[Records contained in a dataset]
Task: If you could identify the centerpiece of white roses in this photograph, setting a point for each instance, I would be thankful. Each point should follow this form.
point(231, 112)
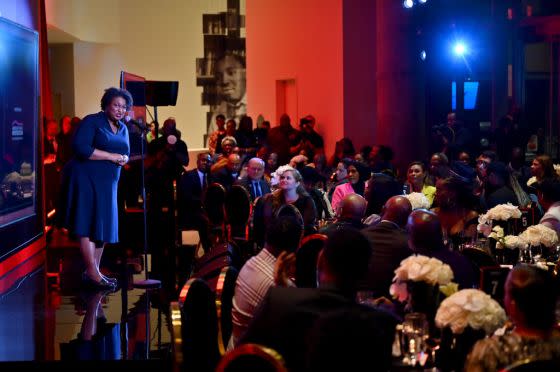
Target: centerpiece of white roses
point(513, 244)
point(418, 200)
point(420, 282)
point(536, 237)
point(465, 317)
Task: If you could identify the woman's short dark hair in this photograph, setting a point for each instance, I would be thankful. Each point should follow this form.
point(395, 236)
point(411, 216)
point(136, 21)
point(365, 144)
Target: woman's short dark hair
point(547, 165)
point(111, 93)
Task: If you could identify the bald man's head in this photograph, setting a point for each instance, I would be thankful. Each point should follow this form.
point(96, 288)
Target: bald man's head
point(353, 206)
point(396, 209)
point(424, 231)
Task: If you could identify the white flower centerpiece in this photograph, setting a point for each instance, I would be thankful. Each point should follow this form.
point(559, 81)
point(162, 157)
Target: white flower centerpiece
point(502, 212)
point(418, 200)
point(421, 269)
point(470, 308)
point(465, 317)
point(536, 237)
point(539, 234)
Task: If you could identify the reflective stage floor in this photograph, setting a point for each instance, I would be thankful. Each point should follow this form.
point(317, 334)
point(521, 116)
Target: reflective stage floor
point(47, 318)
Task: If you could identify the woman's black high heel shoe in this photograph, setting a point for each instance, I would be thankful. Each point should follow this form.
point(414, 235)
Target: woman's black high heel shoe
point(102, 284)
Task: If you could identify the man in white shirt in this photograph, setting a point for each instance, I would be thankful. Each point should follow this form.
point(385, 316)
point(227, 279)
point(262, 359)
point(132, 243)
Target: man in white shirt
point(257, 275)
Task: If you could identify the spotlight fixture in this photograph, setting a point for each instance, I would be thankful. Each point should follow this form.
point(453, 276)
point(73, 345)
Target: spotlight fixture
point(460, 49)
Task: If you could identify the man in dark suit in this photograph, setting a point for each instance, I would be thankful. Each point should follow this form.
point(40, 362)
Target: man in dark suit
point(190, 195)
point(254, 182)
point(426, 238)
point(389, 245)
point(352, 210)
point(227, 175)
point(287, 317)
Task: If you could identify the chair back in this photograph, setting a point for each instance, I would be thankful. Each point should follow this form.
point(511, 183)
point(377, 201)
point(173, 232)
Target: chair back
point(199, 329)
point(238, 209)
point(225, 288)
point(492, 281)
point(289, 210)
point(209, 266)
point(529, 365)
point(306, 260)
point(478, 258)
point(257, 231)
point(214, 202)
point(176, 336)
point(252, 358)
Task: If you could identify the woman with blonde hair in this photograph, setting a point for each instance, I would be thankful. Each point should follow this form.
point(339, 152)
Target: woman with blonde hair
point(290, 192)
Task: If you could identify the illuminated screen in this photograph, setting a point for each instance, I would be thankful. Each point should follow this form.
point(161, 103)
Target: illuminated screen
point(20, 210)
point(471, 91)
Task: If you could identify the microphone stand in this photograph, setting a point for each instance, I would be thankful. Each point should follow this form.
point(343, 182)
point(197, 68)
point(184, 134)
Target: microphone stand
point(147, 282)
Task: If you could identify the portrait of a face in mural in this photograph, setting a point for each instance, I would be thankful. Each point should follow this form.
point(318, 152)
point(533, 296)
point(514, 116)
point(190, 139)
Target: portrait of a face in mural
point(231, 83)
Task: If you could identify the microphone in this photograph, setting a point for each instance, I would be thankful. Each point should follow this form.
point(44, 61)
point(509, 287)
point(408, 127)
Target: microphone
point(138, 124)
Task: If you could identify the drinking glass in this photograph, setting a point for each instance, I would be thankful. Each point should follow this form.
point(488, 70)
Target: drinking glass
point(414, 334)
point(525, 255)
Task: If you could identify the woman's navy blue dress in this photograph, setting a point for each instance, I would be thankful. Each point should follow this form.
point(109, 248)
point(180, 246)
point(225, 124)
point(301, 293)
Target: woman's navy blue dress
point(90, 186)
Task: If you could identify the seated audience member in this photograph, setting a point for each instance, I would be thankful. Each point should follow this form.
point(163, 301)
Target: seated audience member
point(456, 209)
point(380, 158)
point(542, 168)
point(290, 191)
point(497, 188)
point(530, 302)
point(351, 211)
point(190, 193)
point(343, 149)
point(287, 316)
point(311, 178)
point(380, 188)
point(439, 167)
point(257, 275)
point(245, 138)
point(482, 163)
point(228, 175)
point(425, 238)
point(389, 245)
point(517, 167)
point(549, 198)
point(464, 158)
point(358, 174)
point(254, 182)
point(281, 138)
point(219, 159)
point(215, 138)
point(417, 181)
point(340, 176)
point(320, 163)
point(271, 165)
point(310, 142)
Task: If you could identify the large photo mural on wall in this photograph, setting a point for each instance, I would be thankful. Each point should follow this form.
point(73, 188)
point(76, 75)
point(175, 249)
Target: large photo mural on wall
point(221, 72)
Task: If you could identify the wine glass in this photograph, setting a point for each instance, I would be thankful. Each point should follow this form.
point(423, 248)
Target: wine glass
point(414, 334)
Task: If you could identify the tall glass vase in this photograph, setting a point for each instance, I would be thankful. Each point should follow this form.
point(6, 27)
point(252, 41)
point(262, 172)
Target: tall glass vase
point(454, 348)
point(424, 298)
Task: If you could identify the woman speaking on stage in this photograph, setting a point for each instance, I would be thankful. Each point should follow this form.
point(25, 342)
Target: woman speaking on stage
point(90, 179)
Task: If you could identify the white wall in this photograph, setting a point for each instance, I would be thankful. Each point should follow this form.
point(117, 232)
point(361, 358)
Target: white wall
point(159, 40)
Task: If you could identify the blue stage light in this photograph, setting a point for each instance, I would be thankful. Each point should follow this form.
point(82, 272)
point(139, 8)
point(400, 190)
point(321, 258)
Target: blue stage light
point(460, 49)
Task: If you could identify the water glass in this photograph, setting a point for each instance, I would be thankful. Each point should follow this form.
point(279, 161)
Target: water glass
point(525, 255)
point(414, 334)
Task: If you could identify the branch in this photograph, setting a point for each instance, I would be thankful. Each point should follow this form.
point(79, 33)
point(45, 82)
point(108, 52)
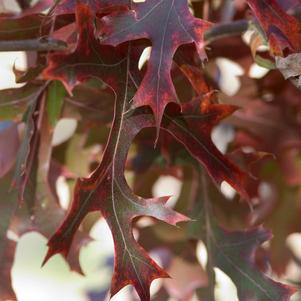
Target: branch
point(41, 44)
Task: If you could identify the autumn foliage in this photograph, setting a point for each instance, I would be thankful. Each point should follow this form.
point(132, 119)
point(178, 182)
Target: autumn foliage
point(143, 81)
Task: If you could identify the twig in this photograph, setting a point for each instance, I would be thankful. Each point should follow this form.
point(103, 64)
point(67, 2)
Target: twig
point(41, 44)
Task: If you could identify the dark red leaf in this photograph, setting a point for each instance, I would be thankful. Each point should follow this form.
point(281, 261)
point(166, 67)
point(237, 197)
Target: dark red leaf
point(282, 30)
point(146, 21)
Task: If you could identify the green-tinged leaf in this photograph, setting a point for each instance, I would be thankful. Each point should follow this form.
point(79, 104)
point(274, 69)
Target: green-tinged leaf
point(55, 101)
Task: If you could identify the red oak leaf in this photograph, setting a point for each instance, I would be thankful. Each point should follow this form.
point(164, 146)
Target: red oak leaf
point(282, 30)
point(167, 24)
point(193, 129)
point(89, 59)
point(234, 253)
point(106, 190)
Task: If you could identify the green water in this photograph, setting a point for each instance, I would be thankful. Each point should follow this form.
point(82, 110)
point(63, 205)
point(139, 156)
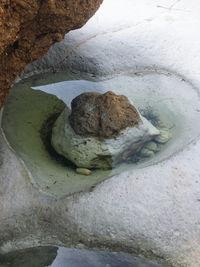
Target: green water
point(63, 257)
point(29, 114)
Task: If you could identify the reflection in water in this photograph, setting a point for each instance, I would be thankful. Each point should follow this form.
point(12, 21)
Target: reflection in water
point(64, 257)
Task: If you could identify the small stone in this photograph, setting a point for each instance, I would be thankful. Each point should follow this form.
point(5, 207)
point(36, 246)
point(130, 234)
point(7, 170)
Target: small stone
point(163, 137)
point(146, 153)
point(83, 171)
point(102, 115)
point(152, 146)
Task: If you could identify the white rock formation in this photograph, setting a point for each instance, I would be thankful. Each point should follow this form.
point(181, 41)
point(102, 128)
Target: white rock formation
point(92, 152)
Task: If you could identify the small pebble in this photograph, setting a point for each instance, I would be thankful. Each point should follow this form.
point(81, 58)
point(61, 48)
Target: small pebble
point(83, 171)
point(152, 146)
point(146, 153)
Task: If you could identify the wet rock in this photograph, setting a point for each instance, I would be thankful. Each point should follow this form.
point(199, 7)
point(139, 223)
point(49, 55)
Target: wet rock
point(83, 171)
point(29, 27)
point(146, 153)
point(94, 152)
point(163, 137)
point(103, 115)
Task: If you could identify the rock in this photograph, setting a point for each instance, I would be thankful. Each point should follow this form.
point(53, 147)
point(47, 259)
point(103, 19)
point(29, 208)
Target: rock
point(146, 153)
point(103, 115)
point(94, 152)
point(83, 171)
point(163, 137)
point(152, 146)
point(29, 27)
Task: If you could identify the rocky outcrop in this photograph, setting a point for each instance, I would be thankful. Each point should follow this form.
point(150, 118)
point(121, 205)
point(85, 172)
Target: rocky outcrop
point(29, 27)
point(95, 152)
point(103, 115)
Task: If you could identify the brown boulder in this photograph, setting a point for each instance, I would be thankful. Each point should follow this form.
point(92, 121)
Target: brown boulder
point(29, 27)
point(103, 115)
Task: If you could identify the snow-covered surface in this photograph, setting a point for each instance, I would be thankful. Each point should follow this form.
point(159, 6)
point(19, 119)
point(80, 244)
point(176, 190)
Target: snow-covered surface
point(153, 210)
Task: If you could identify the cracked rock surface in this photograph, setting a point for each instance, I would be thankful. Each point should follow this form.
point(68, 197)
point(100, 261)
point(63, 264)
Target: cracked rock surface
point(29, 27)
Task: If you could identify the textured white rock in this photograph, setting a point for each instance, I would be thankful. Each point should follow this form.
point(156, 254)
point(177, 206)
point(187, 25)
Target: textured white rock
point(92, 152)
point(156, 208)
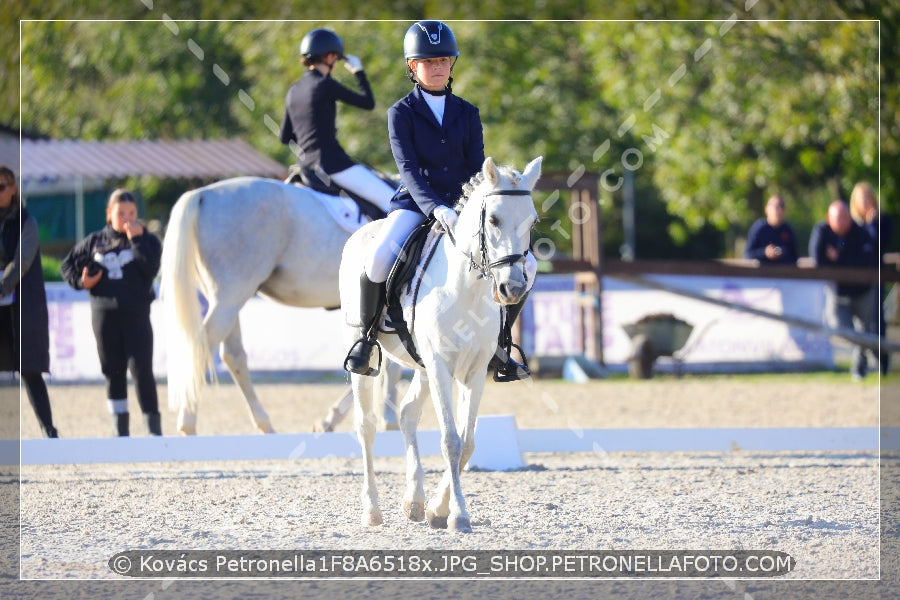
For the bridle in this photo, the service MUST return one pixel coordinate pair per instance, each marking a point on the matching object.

_Exercise_. Set down only the lines above that fall between the line holding "point(73, 345)" and the line holding "point(173, 232)", inclusive, keeping each exact.

_Response area_.
point(73, 345)
Target: spotlight fixture
point(460, 49)
Task: If you could identify the man in dark suit in this photograph, setting a point for each instance, I would be thankful. Each point should follow this form.
point(40, 362)
Target: man in dark suit
point(190, 195)
point(254, 182)
point(426, 238)
point(389, 245)
point(352, 210)
point(227, 175)
point(287, 317)
Task: If you could identify the chair back in this photograph, setting a point for each instance, I would be thankful. Each point should follow this form.
point(511, 183)
point(377, 201)
point(173, 232)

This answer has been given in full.